======== Data for the task ========

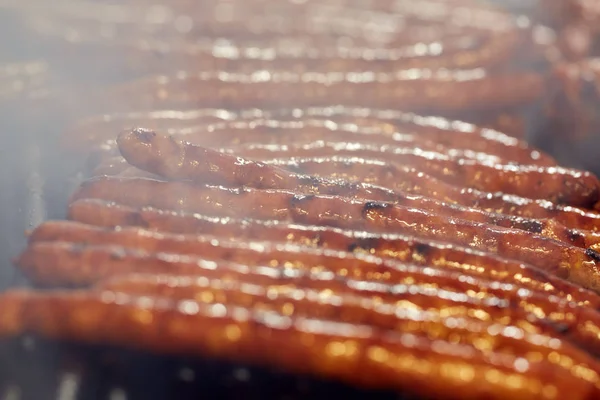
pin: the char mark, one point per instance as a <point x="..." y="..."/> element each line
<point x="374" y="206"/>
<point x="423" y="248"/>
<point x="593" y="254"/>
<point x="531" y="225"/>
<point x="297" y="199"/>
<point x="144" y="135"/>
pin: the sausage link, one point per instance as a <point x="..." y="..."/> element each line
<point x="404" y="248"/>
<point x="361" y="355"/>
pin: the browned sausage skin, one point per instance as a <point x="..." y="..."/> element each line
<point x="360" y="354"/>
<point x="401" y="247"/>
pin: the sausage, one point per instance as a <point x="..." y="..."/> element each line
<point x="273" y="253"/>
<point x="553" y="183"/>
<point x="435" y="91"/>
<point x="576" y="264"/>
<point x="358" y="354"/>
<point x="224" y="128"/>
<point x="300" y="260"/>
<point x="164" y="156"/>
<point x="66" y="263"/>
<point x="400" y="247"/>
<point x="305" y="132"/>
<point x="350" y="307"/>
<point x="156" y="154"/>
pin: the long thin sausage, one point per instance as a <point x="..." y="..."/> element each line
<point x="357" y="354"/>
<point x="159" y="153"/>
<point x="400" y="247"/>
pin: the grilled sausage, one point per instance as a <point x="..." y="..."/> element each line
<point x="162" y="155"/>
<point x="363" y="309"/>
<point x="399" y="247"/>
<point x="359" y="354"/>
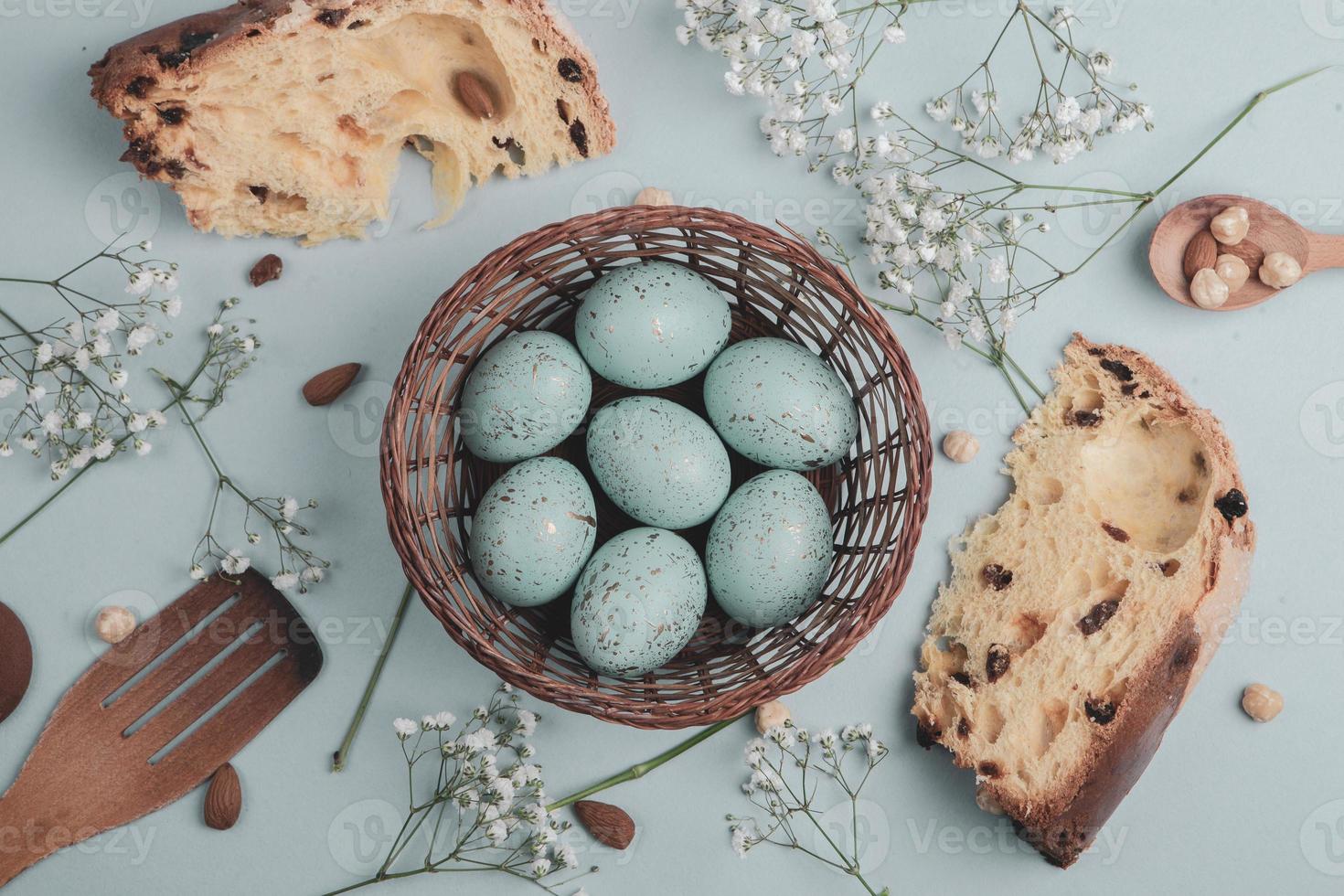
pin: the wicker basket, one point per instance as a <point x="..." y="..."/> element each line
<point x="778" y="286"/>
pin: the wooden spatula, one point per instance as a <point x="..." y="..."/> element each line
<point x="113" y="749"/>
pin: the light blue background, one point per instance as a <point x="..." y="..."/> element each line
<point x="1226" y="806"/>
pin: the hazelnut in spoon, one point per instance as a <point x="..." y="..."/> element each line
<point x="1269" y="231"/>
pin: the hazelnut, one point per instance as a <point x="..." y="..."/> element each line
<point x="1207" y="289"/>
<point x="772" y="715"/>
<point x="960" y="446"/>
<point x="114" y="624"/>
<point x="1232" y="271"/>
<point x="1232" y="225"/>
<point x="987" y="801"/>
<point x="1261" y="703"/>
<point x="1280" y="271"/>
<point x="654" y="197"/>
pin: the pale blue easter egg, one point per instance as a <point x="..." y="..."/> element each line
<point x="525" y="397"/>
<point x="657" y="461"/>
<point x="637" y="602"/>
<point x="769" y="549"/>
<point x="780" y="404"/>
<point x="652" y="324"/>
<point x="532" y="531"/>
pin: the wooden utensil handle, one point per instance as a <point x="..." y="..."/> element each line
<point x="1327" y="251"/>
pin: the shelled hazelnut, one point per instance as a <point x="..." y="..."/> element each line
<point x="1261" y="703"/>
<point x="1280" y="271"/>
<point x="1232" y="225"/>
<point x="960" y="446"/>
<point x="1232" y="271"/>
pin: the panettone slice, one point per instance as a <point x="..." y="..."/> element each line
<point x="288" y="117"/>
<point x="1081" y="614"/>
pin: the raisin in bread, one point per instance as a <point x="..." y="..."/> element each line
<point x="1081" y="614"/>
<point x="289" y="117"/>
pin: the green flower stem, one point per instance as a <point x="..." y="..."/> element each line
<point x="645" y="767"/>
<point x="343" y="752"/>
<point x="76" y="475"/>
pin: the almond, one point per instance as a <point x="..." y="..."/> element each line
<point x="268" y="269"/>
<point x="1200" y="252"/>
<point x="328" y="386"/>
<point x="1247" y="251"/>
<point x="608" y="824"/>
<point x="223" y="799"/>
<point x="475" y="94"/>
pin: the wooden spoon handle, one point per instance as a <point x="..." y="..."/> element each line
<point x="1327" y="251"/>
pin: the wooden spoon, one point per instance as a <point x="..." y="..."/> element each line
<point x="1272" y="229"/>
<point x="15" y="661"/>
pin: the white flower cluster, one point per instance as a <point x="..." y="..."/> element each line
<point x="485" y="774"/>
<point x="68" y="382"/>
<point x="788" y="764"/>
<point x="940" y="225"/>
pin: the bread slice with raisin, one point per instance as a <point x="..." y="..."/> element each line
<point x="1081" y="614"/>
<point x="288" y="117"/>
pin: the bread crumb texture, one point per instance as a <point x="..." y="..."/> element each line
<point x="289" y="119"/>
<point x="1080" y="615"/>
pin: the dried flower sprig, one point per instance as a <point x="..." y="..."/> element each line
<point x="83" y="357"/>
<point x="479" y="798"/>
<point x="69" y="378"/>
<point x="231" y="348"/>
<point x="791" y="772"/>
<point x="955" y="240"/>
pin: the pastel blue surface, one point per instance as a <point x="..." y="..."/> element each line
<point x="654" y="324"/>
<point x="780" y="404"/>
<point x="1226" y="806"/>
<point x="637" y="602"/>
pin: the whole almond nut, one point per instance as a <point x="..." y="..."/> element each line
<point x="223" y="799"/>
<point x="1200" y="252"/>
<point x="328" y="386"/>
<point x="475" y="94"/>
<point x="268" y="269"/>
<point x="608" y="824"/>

========
======== Data for the task ========

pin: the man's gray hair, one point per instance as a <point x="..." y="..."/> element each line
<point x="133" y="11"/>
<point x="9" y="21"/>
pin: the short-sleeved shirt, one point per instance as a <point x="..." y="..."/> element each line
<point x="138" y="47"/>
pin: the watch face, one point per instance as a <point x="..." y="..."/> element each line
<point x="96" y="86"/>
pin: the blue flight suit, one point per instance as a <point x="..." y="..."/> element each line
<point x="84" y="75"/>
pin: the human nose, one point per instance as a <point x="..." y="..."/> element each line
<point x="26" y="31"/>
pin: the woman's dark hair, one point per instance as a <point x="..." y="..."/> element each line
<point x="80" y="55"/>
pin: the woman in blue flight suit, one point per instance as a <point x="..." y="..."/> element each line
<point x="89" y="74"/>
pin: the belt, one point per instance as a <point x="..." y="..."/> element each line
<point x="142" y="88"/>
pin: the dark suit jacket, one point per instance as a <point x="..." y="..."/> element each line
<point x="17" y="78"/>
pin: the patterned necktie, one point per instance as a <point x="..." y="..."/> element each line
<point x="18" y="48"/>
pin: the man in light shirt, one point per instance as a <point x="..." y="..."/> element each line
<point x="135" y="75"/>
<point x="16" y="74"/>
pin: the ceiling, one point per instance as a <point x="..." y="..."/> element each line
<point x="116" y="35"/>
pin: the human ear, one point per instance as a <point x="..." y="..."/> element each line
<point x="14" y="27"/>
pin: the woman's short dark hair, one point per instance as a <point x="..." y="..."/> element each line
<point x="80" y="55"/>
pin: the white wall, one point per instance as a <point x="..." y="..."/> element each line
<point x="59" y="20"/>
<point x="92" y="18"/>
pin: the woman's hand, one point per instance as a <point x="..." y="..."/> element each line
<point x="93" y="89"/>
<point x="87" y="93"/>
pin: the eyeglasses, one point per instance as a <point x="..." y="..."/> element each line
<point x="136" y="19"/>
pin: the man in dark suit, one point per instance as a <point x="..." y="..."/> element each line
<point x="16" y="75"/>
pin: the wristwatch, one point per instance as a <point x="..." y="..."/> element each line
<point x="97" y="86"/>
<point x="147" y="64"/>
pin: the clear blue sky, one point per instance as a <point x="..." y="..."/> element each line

========

▶ [What you are asked to do]: Copy the records above exactly, beginning at the line that contains "pin: the woman's short" and stopping after the line that contains "pin: the clear".

▶ [Response to this exercise]:
pin: the woman's short dark hair, one point per instance as a <point x="..." y="..."/> element each line
<point x="80" y="55"/>
pin: the white wall, one point per instance as a <point x="..." y="..."/> element each line
<point x="59" y="20"/>
<point x="92" y="18"/>
pin: the woman's hand, one point per instance as a <point x="..." y="..."/> element each line
<point x="93" y="89"/>
<point x="87" y="93"/>
pin: the eyeglasses, one point per instance as a <point x="..." y="..."/> element each line
<point x="136" y="19"/>
pin: the man in dark suit, one point per instance as a <point x="..." y="..."/> element each line
<point x="16" y="75"/>
pin: the wristwatch, one point per instance as a <point x="..." y="..."/> element each line
<point x="97" y="86"/>
<point x="147" y="64"/>
pin: the clear blue sky, one point per instance as a <point x="..." y="..."/> element each line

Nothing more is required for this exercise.